-- START OF Extract --

New York-based Russ Baker is an award-winning journalist who covers politics and media.

Jan 13 2003


Dream Scenario: Charged with shaking up a hoary media roundtable like Reliable Sources, I bring in some folks with truly fresh views on how news gets done (and not done) in the United States.

I got a chance to test-run this fantasy recently when I was asked to provide on-the-job training in investigative reporting to a group of young Serbian journalists in Belgrade. The group had just returned from the United States where, on the invitation of the U.S. government, they were able to observe freedom of the press at work in American newsrooms. These promising young print reporters and TV producers -- who struggle daily to do meaningful journalism in the face of physical threats, squeamish media owners, contemptuous bureaucrats, and $300-a-month salaries -- spent six weeks at small and big papers in Mississippi and Tennessee and at network affiliates in New Mexico and Texas.

"'s no surprise that so many keyboard commandos get carried away with the fictive majesty of American journalism."

For me, the best part of the Belgrade assignment was not the opportunity to explain how Americans do journalism in theory, but to find out what these keen observers had learned about how we do it in fact.

I recommend such an exercise to all of my colleagues. With American coffee tables practically swaybacked under the weight of self-congratulatory media-star memoirs, it's no surprise that so many keyboard commandos get carried away with the fictive majesty of American journalism.

My reality check came when we gathered last month at a downtown café to talk about the Serbs' impressions of media in the United States. Over local brews or bitter Turkish coffee, the group politely effused about the gleaming equipment and lavish production values they had found in America -- no surprise given the meager resources at their disposal in Belgrade. Then they got blunt.

-- END OF Extract --

* _Direction 1_: Count the lines of the records below that contain the string "pool", treating case as significant, and give only the number.

-- START OF Recorded information --

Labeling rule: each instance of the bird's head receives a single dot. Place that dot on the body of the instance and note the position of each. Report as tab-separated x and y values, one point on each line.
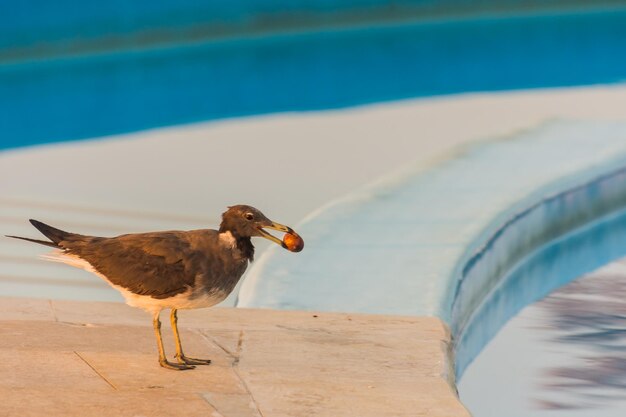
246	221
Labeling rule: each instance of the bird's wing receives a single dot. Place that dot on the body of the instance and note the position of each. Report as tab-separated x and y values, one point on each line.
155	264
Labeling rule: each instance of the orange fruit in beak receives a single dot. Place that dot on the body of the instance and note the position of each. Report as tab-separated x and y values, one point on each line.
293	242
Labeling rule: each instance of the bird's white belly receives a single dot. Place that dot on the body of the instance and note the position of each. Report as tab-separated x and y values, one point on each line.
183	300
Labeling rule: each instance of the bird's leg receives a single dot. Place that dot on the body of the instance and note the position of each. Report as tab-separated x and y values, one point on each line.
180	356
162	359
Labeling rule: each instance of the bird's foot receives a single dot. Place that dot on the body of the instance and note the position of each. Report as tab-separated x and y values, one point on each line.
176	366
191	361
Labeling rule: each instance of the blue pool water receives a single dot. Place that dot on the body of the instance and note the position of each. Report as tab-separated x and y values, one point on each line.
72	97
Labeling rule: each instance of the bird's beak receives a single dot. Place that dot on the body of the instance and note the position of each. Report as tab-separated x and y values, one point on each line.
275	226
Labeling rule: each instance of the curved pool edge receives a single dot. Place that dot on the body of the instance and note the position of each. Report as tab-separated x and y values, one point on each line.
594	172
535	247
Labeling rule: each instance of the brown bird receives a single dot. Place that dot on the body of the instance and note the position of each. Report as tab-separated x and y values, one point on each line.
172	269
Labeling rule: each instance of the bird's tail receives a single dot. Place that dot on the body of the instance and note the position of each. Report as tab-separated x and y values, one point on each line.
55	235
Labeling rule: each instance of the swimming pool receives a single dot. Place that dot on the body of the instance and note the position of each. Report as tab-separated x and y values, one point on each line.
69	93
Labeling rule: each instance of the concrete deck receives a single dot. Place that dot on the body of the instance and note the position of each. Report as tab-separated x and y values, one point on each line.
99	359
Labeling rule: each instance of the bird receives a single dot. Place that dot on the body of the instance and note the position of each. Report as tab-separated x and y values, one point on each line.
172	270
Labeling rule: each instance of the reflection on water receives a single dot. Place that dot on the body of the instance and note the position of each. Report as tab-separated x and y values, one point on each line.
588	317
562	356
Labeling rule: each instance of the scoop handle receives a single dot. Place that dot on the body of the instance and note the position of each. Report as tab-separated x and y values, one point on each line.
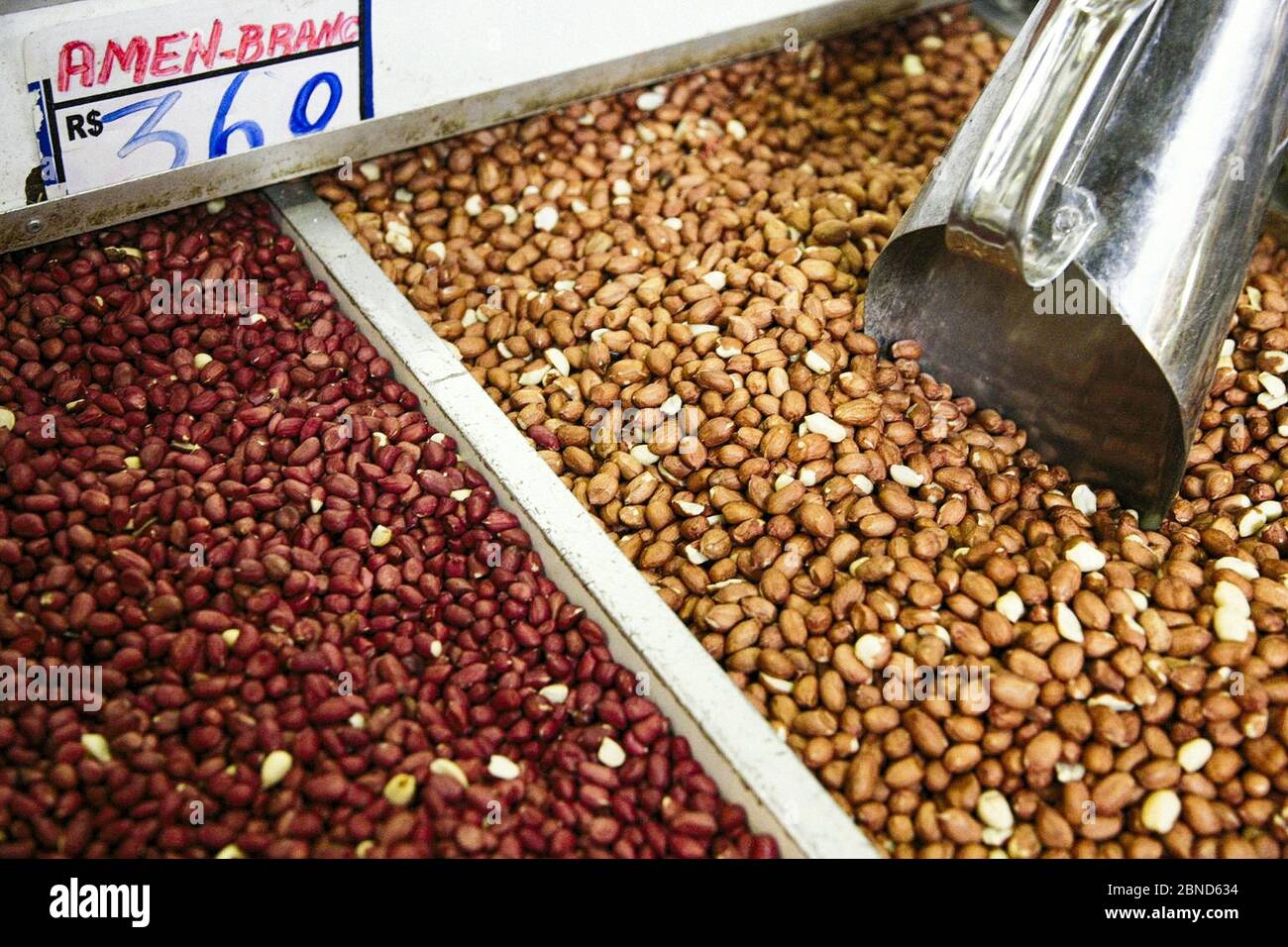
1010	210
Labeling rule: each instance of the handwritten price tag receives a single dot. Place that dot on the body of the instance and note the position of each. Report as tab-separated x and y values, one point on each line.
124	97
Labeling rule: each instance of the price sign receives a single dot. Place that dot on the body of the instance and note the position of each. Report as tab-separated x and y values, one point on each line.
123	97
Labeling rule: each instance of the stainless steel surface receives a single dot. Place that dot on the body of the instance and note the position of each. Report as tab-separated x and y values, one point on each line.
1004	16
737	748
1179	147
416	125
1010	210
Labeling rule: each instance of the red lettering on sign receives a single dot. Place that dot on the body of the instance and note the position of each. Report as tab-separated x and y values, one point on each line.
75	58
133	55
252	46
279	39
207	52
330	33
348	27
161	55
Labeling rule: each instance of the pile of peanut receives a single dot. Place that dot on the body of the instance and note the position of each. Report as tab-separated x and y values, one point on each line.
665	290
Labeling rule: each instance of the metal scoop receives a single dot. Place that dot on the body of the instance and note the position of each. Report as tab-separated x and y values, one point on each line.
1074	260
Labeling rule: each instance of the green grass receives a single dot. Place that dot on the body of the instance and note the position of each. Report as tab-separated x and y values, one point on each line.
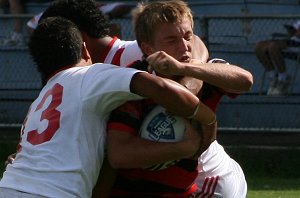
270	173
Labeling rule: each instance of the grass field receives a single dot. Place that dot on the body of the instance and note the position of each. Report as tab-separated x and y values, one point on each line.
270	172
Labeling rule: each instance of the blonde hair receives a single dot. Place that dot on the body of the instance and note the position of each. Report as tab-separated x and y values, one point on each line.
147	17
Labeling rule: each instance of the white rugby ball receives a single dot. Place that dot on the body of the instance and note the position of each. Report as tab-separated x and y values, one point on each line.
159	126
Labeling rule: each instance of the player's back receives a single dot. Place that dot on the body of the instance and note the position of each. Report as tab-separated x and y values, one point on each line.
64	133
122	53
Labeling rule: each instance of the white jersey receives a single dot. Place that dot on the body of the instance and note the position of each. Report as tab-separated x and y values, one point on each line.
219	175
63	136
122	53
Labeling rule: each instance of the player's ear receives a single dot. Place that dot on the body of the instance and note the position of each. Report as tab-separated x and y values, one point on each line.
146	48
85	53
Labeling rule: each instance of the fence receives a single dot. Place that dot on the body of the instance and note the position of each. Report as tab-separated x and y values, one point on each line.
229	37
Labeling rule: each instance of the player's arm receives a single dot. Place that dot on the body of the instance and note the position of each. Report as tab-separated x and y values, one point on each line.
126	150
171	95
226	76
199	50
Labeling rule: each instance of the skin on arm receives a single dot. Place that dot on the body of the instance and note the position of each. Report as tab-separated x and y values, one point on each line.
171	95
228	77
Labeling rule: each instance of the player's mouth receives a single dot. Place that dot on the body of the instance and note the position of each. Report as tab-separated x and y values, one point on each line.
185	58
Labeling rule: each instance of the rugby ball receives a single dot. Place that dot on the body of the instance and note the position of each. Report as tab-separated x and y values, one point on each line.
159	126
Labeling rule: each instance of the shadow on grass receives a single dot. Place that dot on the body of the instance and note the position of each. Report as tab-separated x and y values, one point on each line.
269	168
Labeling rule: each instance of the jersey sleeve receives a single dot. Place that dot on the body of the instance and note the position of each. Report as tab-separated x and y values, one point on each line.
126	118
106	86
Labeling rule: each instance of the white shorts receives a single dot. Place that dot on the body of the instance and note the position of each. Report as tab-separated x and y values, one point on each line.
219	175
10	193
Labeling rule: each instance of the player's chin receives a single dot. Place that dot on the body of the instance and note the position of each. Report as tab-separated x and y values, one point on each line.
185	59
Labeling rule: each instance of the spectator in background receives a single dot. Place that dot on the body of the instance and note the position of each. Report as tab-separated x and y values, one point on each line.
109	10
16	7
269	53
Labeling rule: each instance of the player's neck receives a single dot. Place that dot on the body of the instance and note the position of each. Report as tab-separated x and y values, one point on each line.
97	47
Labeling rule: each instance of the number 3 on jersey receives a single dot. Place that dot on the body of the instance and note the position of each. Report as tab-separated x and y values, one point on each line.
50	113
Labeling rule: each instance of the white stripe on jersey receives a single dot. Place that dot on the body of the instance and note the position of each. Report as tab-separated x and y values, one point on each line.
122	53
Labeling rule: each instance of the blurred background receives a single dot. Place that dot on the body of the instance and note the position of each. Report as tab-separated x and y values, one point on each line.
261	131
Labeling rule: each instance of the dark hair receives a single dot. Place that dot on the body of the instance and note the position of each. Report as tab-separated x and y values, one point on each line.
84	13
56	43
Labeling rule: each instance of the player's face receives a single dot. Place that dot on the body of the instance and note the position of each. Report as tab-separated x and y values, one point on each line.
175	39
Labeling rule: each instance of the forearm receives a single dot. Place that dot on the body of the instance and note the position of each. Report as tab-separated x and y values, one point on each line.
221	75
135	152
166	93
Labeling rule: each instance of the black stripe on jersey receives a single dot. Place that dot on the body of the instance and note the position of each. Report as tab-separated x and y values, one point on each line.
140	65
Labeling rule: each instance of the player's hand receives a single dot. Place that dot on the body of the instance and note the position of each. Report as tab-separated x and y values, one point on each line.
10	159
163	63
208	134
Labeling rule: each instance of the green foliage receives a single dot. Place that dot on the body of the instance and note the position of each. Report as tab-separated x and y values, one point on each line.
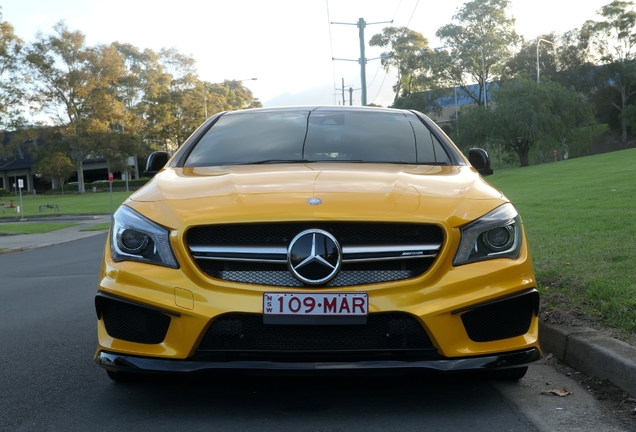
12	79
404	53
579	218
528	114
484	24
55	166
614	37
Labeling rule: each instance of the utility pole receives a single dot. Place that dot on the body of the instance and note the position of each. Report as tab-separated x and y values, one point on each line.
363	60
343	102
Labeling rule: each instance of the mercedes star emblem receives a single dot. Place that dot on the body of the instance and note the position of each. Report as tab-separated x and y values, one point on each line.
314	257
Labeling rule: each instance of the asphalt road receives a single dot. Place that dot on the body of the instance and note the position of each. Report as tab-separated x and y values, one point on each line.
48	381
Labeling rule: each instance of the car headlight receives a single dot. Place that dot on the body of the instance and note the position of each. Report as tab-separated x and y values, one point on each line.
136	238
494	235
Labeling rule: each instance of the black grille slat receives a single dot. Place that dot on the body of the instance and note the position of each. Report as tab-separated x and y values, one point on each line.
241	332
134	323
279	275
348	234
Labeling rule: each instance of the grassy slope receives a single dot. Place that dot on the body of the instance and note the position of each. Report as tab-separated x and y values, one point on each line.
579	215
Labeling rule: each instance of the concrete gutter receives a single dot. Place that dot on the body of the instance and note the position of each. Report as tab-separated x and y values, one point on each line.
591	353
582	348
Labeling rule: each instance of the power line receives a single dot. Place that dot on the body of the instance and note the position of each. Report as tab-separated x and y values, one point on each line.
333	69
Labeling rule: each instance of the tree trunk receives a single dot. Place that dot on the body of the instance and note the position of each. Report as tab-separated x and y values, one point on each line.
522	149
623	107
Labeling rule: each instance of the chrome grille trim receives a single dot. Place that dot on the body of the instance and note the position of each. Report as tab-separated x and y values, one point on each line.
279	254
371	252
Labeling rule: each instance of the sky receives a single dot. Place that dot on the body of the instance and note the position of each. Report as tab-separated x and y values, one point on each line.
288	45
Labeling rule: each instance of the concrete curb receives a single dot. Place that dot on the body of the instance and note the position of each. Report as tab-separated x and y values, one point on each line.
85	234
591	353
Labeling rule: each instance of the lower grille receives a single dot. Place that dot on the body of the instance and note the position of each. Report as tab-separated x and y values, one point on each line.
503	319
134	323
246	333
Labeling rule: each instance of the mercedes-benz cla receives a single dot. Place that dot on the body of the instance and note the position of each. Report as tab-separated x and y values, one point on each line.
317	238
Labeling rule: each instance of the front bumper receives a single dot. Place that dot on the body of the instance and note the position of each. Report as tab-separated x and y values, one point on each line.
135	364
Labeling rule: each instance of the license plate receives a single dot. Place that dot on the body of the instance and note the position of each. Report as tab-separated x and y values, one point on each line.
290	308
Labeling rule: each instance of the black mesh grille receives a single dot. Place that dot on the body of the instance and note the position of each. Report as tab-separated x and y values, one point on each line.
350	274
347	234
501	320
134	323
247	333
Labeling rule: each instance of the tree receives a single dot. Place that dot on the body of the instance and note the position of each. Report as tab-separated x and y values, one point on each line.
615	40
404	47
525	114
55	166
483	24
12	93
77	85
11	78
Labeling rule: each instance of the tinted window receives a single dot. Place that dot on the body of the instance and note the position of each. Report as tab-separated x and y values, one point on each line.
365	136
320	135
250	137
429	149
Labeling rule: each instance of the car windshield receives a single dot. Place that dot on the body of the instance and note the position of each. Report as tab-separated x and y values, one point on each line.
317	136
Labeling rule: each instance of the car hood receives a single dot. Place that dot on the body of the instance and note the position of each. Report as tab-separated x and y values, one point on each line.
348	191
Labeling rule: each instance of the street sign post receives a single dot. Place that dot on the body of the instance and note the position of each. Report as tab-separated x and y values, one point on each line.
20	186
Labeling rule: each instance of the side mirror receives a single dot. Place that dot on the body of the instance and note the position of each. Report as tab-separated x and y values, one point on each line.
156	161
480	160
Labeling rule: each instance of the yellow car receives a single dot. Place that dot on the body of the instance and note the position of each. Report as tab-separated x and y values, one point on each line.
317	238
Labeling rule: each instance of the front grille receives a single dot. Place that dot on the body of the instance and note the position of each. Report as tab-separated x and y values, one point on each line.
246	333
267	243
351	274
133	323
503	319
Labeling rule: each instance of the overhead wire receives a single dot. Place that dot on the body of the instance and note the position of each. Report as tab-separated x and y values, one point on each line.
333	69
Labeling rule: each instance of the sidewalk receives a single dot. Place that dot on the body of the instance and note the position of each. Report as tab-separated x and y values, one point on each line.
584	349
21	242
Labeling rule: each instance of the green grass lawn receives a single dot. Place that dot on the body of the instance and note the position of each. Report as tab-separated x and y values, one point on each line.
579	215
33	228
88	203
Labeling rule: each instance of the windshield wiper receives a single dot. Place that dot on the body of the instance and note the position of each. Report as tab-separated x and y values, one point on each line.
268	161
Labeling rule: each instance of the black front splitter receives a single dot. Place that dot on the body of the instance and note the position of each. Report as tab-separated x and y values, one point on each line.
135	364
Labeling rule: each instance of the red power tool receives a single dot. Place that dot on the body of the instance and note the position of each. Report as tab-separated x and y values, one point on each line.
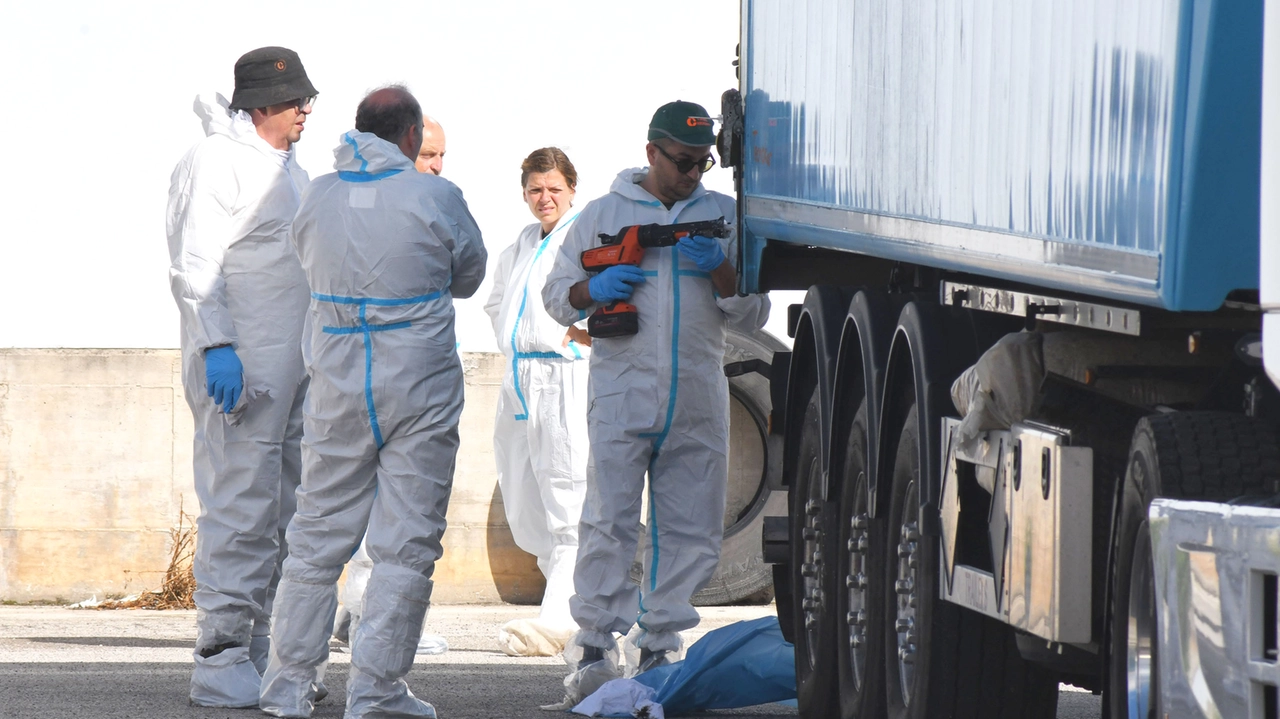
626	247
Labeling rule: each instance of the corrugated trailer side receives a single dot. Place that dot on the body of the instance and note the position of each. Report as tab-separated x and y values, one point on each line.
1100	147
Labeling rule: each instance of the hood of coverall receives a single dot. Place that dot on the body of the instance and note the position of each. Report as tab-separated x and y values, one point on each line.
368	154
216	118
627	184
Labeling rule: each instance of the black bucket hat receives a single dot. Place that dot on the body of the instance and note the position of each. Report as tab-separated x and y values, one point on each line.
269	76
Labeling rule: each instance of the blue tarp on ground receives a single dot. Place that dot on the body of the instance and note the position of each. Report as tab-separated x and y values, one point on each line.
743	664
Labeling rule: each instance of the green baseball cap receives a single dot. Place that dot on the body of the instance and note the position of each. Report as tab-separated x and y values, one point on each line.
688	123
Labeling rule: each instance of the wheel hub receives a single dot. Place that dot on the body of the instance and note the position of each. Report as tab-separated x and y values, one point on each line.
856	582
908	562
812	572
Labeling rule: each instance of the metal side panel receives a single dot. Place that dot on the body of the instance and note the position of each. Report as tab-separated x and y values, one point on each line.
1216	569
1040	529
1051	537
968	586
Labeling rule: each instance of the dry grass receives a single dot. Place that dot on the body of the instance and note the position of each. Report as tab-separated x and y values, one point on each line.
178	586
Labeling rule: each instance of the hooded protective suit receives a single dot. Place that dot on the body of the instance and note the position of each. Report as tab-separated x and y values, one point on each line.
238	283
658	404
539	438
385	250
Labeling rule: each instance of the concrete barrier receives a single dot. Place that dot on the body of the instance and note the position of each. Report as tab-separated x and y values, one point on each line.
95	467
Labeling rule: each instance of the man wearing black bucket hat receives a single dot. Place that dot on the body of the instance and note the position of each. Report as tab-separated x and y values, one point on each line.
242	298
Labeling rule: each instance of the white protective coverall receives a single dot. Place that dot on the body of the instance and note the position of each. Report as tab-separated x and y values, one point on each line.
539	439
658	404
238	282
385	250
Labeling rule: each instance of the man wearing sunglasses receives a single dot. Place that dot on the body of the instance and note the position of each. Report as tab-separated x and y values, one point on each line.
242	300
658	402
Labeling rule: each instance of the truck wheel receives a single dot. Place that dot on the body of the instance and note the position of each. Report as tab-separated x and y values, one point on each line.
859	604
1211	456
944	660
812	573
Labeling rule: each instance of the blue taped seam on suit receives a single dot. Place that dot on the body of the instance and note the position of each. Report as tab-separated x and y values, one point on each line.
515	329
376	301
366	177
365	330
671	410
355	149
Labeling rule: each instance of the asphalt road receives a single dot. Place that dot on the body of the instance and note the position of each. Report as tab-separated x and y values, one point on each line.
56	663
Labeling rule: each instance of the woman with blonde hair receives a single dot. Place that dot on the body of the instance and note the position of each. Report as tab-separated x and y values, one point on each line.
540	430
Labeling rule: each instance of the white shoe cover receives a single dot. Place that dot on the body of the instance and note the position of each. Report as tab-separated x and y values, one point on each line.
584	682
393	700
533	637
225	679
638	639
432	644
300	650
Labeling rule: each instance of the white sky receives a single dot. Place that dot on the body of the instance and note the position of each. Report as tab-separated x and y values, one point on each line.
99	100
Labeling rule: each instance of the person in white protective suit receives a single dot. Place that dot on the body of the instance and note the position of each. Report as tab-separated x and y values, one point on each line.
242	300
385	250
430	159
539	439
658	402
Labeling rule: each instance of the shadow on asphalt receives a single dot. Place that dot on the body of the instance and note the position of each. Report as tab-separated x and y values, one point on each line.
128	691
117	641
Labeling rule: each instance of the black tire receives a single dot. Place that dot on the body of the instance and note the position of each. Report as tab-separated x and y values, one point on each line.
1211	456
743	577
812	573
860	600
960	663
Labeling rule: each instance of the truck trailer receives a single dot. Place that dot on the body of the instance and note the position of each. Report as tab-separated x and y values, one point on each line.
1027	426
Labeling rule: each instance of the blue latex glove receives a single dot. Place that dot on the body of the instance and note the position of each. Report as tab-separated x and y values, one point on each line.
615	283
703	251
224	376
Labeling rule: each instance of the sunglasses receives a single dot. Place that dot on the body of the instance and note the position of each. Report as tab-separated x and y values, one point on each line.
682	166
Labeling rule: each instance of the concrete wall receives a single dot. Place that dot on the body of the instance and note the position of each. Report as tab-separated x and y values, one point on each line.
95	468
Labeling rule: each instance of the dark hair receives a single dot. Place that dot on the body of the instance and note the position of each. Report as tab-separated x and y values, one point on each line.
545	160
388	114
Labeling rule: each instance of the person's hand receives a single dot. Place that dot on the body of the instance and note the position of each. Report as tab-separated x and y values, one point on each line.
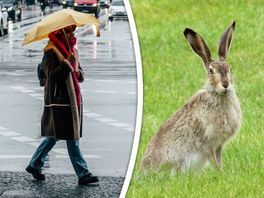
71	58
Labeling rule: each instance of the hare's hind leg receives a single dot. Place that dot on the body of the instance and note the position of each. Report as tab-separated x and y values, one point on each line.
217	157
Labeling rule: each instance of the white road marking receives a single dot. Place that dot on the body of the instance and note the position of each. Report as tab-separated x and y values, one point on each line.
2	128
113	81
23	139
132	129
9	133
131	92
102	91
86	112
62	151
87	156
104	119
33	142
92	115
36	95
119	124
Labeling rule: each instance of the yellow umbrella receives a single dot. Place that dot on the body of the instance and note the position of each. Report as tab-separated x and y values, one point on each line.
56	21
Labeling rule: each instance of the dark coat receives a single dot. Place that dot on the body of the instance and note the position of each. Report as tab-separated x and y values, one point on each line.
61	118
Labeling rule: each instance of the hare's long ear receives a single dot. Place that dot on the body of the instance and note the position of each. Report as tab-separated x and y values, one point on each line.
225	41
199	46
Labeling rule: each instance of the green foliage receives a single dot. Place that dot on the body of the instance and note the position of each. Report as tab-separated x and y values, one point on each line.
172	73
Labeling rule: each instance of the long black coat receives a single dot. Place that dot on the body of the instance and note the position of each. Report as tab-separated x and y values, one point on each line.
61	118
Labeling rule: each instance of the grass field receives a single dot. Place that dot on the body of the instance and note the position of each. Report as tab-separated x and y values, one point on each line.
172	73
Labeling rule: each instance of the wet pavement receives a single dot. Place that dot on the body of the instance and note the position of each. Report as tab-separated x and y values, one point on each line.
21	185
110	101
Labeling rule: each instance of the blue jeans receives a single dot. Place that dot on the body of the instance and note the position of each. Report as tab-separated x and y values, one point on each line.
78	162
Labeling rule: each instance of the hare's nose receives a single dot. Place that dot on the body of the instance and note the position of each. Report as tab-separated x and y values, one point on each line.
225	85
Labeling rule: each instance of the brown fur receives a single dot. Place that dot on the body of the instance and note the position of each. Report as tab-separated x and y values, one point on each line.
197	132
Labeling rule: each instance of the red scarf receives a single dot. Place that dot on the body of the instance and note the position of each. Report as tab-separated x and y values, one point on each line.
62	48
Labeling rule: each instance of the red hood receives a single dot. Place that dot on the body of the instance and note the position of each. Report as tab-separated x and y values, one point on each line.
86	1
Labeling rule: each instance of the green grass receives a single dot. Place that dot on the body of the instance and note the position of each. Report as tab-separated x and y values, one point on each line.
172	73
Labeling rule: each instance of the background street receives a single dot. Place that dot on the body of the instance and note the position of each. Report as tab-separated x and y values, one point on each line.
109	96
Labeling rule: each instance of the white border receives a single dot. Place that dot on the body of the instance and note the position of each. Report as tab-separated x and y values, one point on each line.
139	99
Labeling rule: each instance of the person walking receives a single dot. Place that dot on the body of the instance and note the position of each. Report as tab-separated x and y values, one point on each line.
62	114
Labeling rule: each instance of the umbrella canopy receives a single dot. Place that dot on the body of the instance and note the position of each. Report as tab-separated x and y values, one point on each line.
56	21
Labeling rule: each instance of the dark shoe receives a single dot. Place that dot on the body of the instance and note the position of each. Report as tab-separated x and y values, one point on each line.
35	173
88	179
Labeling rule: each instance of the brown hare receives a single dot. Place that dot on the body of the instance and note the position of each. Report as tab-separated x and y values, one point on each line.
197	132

-- END OF Recorded information --

* _Direction 2_: Decide whether each statement below agrees with the article on the young Serbian journalists, answering yes or no and quoting the words of the article that settle it. (a) The Serbian journalists spent six weeks in American newsrooms. (b) The group met with the author at a hotel in Belgrade. (c) The journalists traveled to the United States at the invitation of a Serbian university.

* _Right answer 1_: 3

* _Right answer 2_:
(a) Yes: "spent six weeks at small and big papers in Mississippi and Tennessee and at network affiliates in New Mexico and Texas."
(b) No: "we gathered last month at a downtown café"
(c) No: "on the invitation of the U.S. government"